■ **ФРАГМЕНТ ТЕКСТА**:
####

ИнтервьюОбщество

«Нужно довести эту историю до конца»

Журналист Иван Голунов — о том, как изменилась его жизнь после освобождения

Этот материал вышел в номере № 145 от 25 декабря 2019
Читать
«Нужно довести эту историю до конца»
Фото: Виктория Одиссонова / «Новая»
Иван Голунов, безусловно, журналист года. «Дело Голунова» войдет в учебники истории как пример беспрецедентной солидарности не только российских журналистов, но и обычных граждан против полицейского беспредела.
Декабрь 2019 года. Иван Голунов. Фото: Виктория Одиссонова / «Новая газета»
Декабрь 2019 года. Иван Голунов. Фото: Виктория Одиссонова / «Новая газета»

6 июня Голунов был задержан сотрудниками УВД по западному округу Москвы в центре города. В отделе полиции Голунов был избит. В ходе обыска в его квартире полицейские «нашли» наркотики в особо крупном размере. Ему грозило до 18 лет лишения свободы.

Как только о задержании стало известно, у здания ГУВД Москвы начались круглосуточные пикеты с требованием освободить журналиста. Коллеги и друзья были уверены: наркотики подбросили, а Голунова заказали за его расследования о коррупции. Скандал набирал обороты. К акциям стали присоединяться обычные граждане, коллеги записывали видеоролики в защиту, пикеты стали перерастать в митинги. 10 июня ведущие газеты страны вышли с одинаковой первой полосой — Я/МЫ Иван Голунов.

Широко стала обсуждаться 228-я статья УК и проблема фабрикации дел путем подбрасывания полицейскими наркотиков.

В итоге 11 июня министр МВД Колокольцев заявил, что дело Голунова прекращено «в связи с недоказанностью» (ВИДЕО), а сам он стал свидетелем по делу «о покушении на сбыт наркотиков». Опера, задерживавшие журналиста, и несколько высокопоставленных полицейских были уволены. Только 18 декабря на пятерых сотрудников полиции было заведено уголовное дело. Однако факты подбрасывания наркотиков и избиения Голунова, о которых заявлял сам журналист, до сих пор остаются не расследованными. Также не назван и заказчик его дела.

— В октябре вы были в Бразилии на фестивале журналистов, в ноябре в Берлине получали премию «Профессия — журналист», сейчас в Казани читаете лекцию о расследовательской журналистике. Вы много ездите в последние полгода?

####

■ **ЗАДАНИЕ A**: Перепишите фрагмент текста о деле Голунова, который начинается со слов "Как только о" и заканчивается словами "Я/МЫ Иван Голунов.", заменив в нем "пикеты" на "протесты".

(Строки с разметкой местоположений)
####

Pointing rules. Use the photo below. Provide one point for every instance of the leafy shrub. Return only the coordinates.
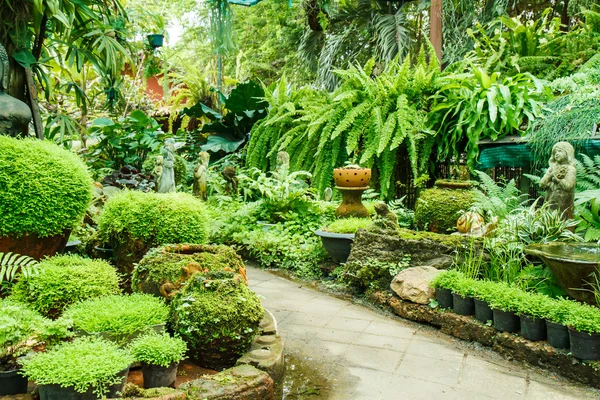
(44, 189)
(218, 317)
(437, 210)
(22, 328)
(118, 316)
(84, 364)
(348, 225)
(162, 350)
(175, 264)
(134, 222)
(65, 280)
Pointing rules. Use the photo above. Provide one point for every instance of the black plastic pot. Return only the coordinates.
(506, 321)
(558, 335)
(157, 376)
(12, 383)
(533, 328)
(338, 245)
(585, 346)
(483, 312)
(444, 298)
(463, 305)
(57, 392)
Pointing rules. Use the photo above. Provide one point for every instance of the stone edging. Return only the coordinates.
(539, 354)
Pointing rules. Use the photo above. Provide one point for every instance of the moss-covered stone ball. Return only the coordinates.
(218, 316)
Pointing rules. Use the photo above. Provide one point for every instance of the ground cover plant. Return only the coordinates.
(65, 280)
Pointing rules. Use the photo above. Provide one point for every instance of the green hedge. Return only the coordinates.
(65, 280)
(44, 189)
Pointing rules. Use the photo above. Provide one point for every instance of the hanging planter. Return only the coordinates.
(156, 40)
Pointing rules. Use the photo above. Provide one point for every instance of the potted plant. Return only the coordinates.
(218, 316)
(87, 368)
(338, 236)
(160, 355)
(65, 280)
(556, 330)
(20, 330)
(118, 318)
(45, 192)
(533, 310)
(584, 331)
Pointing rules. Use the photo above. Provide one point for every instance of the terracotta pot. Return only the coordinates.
(352, 177)
(33, 246)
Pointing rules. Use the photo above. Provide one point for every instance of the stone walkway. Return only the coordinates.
(348, 351)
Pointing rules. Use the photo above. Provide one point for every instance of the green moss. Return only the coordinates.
(218, 317)
(44, 189)
(176, 263)
(437, 210)
(65, 280)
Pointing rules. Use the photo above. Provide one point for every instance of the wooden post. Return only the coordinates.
(435, 30)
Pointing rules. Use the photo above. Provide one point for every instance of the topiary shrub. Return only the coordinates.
(133, 222)
(44, 189)
(164, 269)
(218, 316)
(65, 280)
(437, 210)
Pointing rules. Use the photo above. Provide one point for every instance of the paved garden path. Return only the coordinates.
(346, 351)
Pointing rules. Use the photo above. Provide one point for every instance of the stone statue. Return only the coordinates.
(166, 183)
(200, 188)
(559, 180)
(14, 114)
(230, 180)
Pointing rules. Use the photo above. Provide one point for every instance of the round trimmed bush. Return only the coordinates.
(218, 316)
(133, 222)
(65, 280)
(437, 210)
(44, 189)
(164, 269)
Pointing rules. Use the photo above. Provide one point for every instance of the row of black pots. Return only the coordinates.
(11, 383)
(583, 345)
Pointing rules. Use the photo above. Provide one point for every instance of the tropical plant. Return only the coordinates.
(63, 281)
(154, 349)
(84, 364)
(45, 188)
(477, 105)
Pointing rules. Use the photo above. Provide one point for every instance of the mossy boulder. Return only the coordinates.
(438, 209)
(133, 222)
(163, 270)
(66, 280)
(218, 316)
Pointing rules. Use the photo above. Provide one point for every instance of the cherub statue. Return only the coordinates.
(167, 178)
(200, 188)
(559, 180)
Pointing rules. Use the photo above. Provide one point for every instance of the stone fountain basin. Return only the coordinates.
(573, 265)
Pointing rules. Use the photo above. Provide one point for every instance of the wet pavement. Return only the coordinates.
(339, 350)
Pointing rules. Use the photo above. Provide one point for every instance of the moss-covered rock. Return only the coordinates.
(164, 269)
(133, 222)
(437, 210)
(218, 316)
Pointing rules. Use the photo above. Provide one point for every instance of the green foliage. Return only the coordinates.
(162, 350)
(348, 225)
(21, 329)
(371, 119)
(65, 280)
(85, 363)
(154, 218)
(117, 317)
(437, 210)
(477, 105)
(126, 141)
(44, 189)
(216, 314)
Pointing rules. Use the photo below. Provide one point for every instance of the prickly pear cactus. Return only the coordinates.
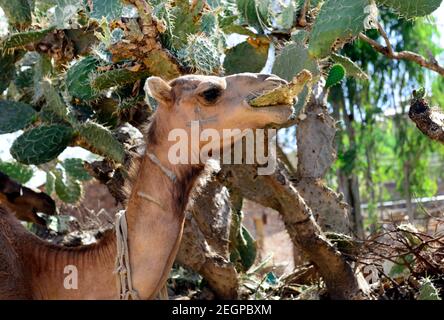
(18, 13)
(15, 116)
(69, 190)
(246, 57)
(428, 290)
(78, 78)
(99, 140)
(284, 94)
(201, 55)
(116, 77)
(41, 144)
(17, 171)
(337, 22)
(412, 8)
(351, 68)
(74, 168)
(19, 40)
(292, 59)
(110, 9)
(335, 75)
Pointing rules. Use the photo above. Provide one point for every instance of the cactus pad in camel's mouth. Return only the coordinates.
(284, 94)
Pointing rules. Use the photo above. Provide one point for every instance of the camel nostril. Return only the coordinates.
(273, 78)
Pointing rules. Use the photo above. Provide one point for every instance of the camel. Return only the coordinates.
(23, 202)
(159, 192)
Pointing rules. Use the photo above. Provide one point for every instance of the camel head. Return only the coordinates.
(215, 103)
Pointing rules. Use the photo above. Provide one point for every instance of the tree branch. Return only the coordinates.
(429, 120)
(402, 55)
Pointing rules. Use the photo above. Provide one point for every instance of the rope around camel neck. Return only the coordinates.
(123, 266)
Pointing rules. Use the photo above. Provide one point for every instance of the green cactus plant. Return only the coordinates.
(99, 140)
(351, 68)
(50, 181)
(41, 144)
(412, 8)
(8, 69)
(337, 22)
(15, 116)
(78, 78)
(292, 59)
(18, 13)
(255, 13)
(110, 9)
(19, 40)
(427, 290)
(74, 168)
(246, 57)
(17, 171)
(335, 75)
(201, 55)
(69, 191)
(116, 77)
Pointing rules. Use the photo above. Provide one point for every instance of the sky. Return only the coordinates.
(39, 177)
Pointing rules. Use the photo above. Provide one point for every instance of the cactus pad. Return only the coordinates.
(246, 57)
(74, 168)
(41, 144)
(17, 171)
(283, 95)
(15, 116)
(335, 75)
(412, 8)
(78, 78)
(337, 22)
(201, 55)
(98, 139)
(351, 68)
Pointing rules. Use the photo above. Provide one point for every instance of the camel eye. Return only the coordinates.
(211, 95)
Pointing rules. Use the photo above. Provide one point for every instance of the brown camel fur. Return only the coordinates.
(33, 269)
(24, 202)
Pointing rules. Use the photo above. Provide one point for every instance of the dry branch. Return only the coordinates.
(429, 120)
(402, 55)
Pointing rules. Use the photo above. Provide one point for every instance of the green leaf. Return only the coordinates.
(15, 116)
(99, 140)
(69, 191)
(246, 248)
(7, 70)
(116, 77)
(41, 144)
(337, 22)
(110, 9)
(246, 58)
(17, 171)
(18, 13)
(74, 168)
(201, 55)
(50, 181)
(335, 75)
(54, 102)
(292, 59)
(78, 78)
(255, 13)
(427, 290)
(351, 68)
(19, 40)
(412, 8)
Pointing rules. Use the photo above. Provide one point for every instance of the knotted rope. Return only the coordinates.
(123, 267)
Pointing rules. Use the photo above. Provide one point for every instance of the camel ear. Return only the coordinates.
(158, 89)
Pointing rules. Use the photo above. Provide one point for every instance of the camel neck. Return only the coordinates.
(155, 217)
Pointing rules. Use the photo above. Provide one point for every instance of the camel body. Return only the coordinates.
(31, 268)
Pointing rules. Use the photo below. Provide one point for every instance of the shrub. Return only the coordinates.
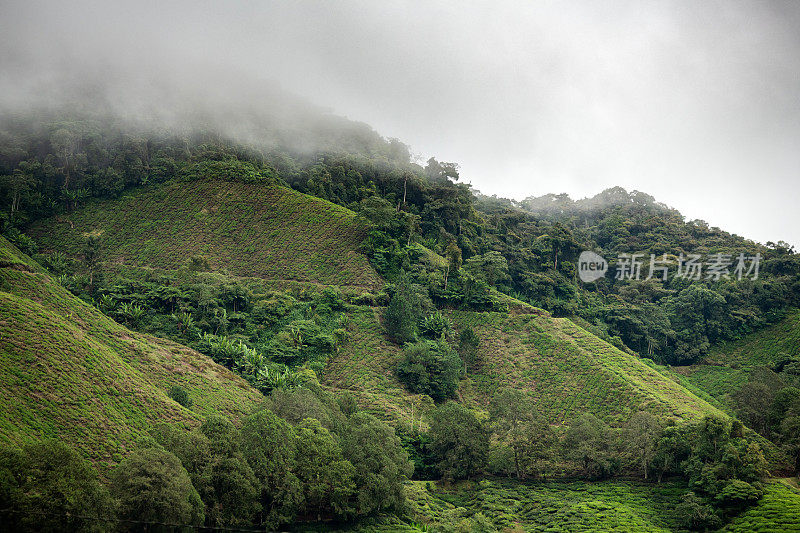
(151, 485)
(431, 368)
(435, 325)
(50, 487)
(459, 441)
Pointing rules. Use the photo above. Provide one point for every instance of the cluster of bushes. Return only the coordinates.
(305, 455)
(772, 408)
(262, 336)
(722, 467)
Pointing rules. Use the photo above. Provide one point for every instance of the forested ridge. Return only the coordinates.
(419, 265)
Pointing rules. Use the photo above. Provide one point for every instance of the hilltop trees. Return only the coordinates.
(590, 443)
(432, 368)
(514, 420)
(151, 485)
(459, 441)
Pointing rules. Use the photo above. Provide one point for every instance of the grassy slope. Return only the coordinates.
(544, 506)
(778, 511)
(274, 233)
(250, 230)
(567, 369)
(69, 372)
(728, 365)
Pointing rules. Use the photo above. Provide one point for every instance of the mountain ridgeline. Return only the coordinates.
(299, 325)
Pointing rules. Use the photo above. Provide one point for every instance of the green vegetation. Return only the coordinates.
(250, 230)
(68, 372)
(413, 301)
(729, 365)
(777, 510)
(431, 368)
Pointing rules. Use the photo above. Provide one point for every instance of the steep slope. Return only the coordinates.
(69, 372)
(567, 369)
(729, 365)
(252, 230)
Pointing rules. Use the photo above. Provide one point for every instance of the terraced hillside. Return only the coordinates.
(728, 365)
(69, 372)
(567, 369)
(252, 230)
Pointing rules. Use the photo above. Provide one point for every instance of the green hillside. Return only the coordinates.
(69, 372)
(567, 369)
(728, 365)
(250, 230)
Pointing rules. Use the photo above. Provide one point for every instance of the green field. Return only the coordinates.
(566, 369)
(262, 231)
(778, 511)
(728, 365)
(69, 372)
(514, 506)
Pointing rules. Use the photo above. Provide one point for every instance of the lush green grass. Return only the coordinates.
(263, 231)
(777, 512)
(69, 372)
(567, 369)
(545, 506)
(729, 365)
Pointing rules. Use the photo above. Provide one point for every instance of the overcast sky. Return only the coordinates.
(696, 103)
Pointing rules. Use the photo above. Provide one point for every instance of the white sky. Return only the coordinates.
(696, 103)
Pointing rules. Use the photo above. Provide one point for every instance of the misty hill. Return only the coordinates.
(566, 369)
(71, 373)
(247, 229)
(770, 355)
(271, 233)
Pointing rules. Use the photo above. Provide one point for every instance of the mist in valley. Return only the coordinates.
(693, 104)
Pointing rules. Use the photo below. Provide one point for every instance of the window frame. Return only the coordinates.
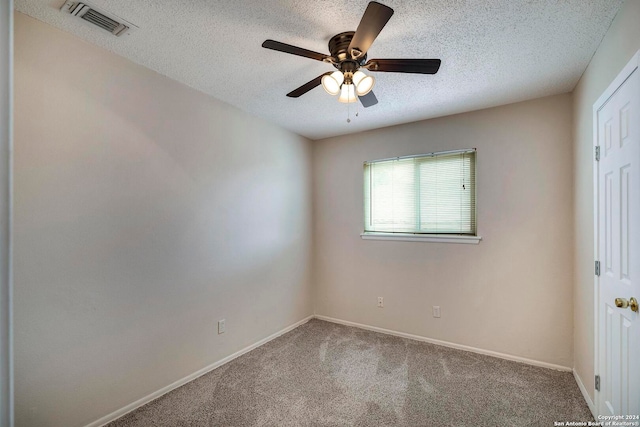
(422, 236)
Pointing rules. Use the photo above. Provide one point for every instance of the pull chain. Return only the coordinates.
(348, 105)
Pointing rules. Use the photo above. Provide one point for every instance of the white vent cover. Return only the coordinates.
(107, 21)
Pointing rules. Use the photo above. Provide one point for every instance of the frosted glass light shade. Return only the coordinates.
(347, 94)
(363, 83)
(331, 82)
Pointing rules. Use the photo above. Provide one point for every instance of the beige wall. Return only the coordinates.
(6, 62)
(512, 293)
(144, 212)
(620, 43)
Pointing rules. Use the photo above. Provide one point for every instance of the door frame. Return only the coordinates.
(631, 66)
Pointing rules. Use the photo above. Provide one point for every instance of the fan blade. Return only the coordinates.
(373, 21)
(368, 100)
(306, 87)
(420, 66)
(294, 50)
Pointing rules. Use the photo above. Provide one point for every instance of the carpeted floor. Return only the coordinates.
(324, 374)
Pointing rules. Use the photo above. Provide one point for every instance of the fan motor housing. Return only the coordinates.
(339, 48)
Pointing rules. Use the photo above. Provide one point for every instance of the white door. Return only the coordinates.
(618, 246)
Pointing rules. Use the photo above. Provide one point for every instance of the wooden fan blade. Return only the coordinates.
(368, 100)
(294, 50)
(420, 66)
(373, 21)
(306, 87)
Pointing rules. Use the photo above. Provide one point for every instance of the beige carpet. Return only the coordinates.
(323, 374)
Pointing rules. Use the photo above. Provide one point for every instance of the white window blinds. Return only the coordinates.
(427, 194)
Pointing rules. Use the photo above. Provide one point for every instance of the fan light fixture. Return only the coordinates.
(331, 82)
(347, 94)
(360, 84)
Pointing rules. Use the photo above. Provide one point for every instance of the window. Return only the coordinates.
(432, 194)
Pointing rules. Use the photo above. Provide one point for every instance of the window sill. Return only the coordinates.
(435, 238)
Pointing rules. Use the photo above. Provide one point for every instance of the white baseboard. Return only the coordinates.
(140, 402)
(447, 344)
(585, 394)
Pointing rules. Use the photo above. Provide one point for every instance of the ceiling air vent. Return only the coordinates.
(107, 21)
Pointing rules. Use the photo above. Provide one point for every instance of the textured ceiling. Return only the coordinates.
(493, 52)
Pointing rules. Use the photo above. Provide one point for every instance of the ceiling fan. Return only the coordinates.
(349, 55)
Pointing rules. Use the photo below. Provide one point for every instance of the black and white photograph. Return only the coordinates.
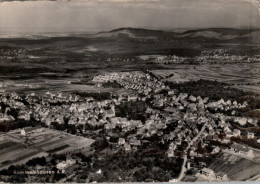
(129, 91)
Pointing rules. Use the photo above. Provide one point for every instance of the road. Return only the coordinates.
(183, 169)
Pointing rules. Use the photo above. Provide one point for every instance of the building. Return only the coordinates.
(207, 172)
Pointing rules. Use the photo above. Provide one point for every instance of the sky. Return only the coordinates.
(102, 15)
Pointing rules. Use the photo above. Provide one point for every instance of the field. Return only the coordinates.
(237, 168)
(36, 143)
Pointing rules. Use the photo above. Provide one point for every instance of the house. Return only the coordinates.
(207, 172)
(127, 147)
(250, 135)
(227, 129)
(134, 142)
(236, 132)
(170, 153)
(121, 141)
(222, 176)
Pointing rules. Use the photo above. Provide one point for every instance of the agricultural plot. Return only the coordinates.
(16, 148)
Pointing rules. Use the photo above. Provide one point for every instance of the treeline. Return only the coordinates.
(132, 110)
(97, 96)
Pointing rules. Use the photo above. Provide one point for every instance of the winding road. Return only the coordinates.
(183, 169)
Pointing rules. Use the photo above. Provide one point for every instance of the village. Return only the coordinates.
(186, 126)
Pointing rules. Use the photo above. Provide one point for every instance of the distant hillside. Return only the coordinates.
(217, 34)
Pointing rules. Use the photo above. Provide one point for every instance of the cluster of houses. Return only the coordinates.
(13, 53)
(174, 118)
(163, 59)
(221, 55)
(138, 81)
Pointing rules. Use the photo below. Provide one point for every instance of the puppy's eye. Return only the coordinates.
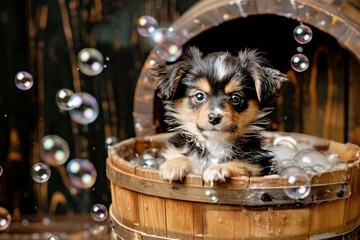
(236, 99)
(200, 97)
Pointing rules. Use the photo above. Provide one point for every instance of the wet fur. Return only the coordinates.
(217, 105)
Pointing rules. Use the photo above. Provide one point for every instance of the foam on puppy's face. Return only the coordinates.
(221, 107)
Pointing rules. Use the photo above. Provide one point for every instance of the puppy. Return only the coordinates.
(217, 105)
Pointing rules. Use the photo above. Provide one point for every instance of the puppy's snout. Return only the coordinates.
(214, 118)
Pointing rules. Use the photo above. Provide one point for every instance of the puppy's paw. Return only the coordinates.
(175, 169)
(218, 173)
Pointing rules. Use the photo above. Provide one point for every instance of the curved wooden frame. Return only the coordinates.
(338, 18)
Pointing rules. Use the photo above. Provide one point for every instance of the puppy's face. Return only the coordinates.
(216, 96)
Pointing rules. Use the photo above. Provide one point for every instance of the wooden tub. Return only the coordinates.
(146, 207)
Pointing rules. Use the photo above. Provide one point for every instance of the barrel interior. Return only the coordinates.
(146, 207)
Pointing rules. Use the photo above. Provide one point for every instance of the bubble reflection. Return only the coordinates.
(24, 80)
(5, 218)
(55, 150)
(82, 173)
(90, 61)
(98, 212)
(40, 172)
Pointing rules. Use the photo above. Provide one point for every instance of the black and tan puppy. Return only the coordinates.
(218, 105)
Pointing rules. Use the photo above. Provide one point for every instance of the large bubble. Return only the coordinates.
(55, 150)
(299, 62)
(86, 108)
(24, 80)
(169, 47)
(90, 61)
(146, 25)
(82, 173)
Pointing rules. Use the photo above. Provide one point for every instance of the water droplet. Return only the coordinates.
(146, 25)
(299, 62)
(82, 173)
(86, 108)
(24, 80)
(211, 195)
(99, 212)
(90, 61)
(63, 99)
(303, 34)
(40, 172)
(55, 150)
(5, 218)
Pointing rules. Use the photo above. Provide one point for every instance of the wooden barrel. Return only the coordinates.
(146, 207)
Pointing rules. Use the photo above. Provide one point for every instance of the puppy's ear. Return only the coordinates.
(167, 76)
(268, 81)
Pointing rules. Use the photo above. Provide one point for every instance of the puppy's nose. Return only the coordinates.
(214, 118)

####

■ **ЗАДАНИЕ B**: Укажите число строк выше, в которых встречается слово "light", с учетом регистра букв. В ответе приведите только число.

■ **ОТВЕТ A**:
Как только о задержании стало известно, у здания ГУВД Москвы начались круглосуточные протесты с требованием освободить журналиста. Коллеги и друзья были уверены: наркотики подбросили, а Голунова заказали за его расследования о коррупции. Скандал набирал обороты. К акциям стали присоединяться обычные граждане, коллеги записывали видеоролики в защиту, протесты стали перерастать в митинги. 10 июня ведущие газеты страны вышли с одинаковой первой полосой — Я/МЫ Иван Голунов.

■ **ОТВЕТ B**: 2